Aşağıdaki Danıştay kararında "Düşüncesi : Davacı vekilinin" sözleriyle başlayan paragrafı ana bilgilerini koruyarak daha kısa biçimde yeniden yazın.

::: Belge bölümü

Danıştay Kararı 15. Daire 2014/10214 E. 2015/6184 K. 16.10.2015 T.

Danıştay 15. Daire Başkanlığı         2014/10214 E.  ,  2015/6184 K.
T.C.
D A N I Ş T A Y
ONBEŞİNCİ DAİRE
Esas No : 2014/10214
Karar No : 2015/6184

Temyiz Eden (Davacı) :
Vekili/(leri) :
Karşı Taraf (Davalı) :
İstemin Özeti : … İdare Mahkemesi’nin … tarih ve E…; K:…sayılı kararının, hukuka uygun olmadığı ileri sürülerek temyizen bozulması istenilmektedir.
Savunmanın Özeti :Savunma verilmemiştir.
Danıştay Tetkik Hâkimi :
Düşüncesi : Davacı vekilinin 26.02.2009 tarihinde uyuşmazlık tutanağını bizzat imzalamış olması nedeniyle bu tarihten itibaren (60) gün içinde dava açıldığından, işin esası incelenerek bir karar verilmesi gerekirken süre aşımı nedeniyle davanın reddi yolunda karar verilen İdare Mahkemesi kararının bozulması gerektiği düşünülmektedir.

::::::
::: Ham malzeme

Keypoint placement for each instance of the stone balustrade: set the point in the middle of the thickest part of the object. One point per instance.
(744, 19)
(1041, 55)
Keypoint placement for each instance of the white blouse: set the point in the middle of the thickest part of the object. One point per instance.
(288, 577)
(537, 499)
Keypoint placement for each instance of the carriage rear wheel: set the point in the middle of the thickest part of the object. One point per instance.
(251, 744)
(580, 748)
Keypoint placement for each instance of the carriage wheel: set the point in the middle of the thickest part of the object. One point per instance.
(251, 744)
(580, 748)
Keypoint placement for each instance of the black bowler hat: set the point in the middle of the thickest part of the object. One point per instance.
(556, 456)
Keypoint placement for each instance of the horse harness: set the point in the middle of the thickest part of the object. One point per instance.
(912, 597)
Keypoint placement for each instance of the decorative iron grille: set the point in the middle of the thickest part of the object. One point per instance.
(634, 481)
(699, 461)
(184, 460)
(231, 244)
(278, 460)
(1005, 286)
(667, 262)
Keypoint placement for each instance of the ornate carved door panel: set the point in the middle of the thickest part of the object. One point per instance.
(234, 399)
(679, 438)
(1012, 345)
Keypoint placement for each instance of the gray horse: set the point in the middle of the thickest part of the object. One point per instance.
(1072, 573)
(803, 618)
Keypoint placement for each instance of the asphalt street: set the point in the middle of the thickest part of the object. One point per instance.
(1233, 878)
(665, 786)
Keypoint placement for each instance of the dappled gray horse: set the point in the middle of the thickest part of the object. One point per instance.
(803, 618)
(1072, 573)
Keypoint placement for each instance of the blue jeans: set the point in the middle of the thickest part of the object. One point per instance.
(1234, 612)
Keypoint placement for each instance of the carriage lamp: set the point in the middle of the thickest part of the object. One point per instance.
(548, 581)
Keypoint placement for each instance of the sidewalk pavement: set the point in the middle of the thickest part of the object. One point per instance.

::::::

Sorunun yanıtı: Davacı vekili uyuşmazlık tutanağını 26.02.2009'da bizzat imzaladığı için dava bu tarihten itibaren 60 gün içinde açılmıştır. Bu nedenle işin esası incelenmeden süre aşımı gerekçesiyle davayı reddeden İdare Mahkemesi kararının bozulması gerektiği düşünülmektedir.